▸ **WHAT NEEDS TO BE DONE**
Print each line exactly, beginning with the one where "Look at the photo above. For every instance of the light" appears and ending at the last line below.

[SUPPLIED DATA Boundary: Start]

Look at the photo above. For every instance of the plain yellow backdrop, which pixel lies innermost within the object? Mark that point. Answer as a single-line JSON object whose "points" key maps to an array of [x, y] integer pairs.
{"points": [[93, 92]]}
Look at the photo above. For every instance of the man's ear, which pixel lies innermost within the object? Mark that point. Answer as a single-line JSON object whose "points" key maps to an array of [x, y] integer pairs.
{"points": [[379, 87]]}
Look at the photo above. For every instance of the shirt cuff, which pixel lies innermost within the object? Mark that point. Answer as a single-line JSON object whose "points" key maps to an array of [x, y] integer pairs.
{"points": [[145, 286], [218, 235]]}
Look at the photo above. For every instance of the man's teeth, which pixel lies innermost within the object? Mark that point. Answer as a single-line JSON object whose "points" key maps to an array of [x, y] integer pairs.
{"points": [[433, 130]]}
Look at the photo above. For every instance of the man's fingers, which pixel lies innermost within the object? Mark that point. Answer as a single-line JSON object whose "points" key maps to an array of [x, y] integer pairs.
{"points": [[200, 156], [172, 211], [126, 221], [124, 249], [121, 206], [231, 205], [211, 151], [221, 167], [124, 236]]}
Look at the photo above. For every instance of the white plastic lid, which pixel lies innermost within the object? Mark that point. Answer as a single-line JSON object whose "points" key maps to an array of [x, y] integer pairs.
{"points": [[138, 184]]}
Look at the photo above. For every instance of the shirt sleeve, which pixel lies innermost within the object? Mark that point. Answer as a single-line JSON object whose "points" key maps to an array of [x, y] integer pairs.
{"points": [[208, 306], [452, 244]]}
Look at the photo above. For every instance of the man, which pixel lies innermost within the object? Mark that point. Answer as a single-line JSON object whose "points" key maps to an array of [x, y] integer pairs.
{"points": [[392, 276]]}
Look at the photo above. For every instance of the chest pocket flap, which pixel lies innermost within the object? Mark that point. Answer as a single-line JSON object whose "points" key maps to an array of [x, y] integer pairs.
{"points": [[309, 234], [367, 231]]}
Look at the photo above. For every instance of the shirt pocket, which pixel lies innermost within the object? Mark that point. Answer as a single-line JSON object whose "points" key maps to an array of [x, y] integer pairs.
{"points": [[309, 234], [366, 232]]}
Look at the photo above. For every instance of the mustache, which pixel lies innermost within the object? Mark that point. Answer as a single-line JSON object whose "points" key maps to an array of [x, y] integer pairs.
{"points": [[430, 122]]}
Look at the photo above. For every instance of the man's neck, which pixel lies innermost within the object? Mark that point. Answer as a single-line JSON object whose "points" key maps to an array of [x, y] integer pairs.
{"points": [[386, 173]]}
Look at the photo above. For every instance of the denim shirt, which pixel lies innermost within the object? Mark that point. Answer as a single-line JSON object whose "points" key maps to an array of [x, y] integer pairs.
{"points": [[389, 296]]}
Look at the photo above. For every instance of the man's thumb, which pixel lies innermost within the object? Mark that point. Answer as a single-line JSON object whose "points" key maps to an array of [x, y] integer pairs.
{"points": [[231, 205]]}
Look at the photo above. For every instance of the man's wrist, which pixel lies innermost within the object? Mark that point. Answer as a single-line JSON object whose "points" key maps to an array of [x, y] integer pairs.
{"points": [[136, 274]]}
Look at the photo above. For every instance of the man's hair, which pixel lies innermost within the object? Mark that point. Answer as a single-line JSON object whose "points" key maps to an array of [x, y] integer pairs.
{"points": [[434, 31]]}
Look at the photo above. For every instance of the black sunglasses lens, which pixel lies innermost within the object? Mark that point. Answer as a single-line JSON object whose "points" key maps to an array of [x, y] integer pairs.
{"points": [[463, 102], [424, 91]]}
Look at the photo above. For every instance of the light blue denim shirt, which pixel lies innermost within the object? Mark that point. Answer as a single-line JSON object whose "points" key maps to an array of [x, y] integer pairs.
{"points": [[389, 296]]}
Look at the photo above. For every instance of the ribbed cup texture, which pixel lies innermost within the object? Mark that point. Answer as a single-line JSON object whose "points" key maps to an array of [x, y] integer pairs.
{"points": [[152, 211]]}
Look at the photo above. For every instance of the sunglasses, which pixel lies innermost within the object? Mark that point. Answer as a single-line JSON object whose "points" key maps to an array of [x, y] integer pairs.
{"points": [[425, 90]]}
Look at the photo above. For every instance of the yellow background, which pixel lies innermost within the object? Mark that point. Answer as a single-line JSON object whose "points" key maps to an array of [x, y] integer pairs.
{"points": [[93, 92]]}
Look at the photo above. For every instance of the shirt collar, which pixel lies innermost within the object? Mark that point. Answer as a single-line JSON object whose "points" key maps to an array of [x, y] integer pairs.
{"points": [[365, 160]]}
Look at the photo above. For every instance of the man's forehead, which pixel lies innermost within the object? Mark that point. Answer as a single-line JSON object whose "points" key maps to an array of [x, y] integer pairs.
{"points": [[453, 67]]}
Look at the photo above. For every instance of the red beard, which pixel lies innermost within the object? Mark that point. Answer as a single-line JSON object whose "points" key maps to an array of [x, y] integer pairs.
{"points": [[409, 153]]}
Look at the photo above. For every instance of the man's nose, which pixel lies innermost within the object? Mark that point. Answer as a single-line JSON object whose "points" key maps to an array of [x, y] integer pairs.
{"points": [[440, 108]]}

[SUPPLIED DATA Boundary: End]

▸ **ANSWER TO THIS EXERCISE**
Look at the photo above. For every instance of the light blue denim shirt, which pixel lies innermost within the object? Mark that point. Answer as a single-line JSON object whose "points" key maps to an array of [x, y] integer pairs.
{"points": [[389, 296]]}
Look at the photo above. For every instance of the ribbed cup texture, which pixel lies innermost within the object? Mark that point. Answer as a single-line JSON object whose "points" key maps to an array of [x, y] integer pairs.
{"points": [[152, 211]]}
Look at the photo above. For every instance of the sunglasses, which pixel lies innermost within the object? Mark that point. Answer as a single-line JSON object whose "points" key maps to an array of [x, y] integer pairs.
{"points": [[425, 90]]}
Look at the photo above. For every instance of the yellow background, which pixel lies innermost within the object? Mark that point. Answer as a single-line JSON object whose "points" key maps to an array of [x, y] integer pairs.
{"points": [[93, 92]]}
Look at the photo above. For every instance of the shirt collar, which pixel lies innermost within the object? Mark that point. Answer as a single-line JSON object whose "points" key maps to an array of [x, y] integer pairs.
{"points": [[365, 160]]}
Look at the photo above. For every instance of the man's forehead, which pixel lies innermost within the object? Mark that point. Answer as a single-line JSON object whose "points" key maps to an array of [x, y] integer pairs.
{"points": [[453, 67]]}
Look at the photo above. For every instance of the red beard, which pixel lies innermost within the object? Mark that point. Answer as a single-line JSON object whose "points" key maps to an array of [x, y] integer pairs.
{"points": [[409, 153]]}
Look at the photo above. For every instance of the man's nose, which pixel lies innermost within the object? Mark that point. Answer as a single-line JSON object whose "points" key maps to an array of [x, y] integer pairs.
{"points": [[440, 108]]}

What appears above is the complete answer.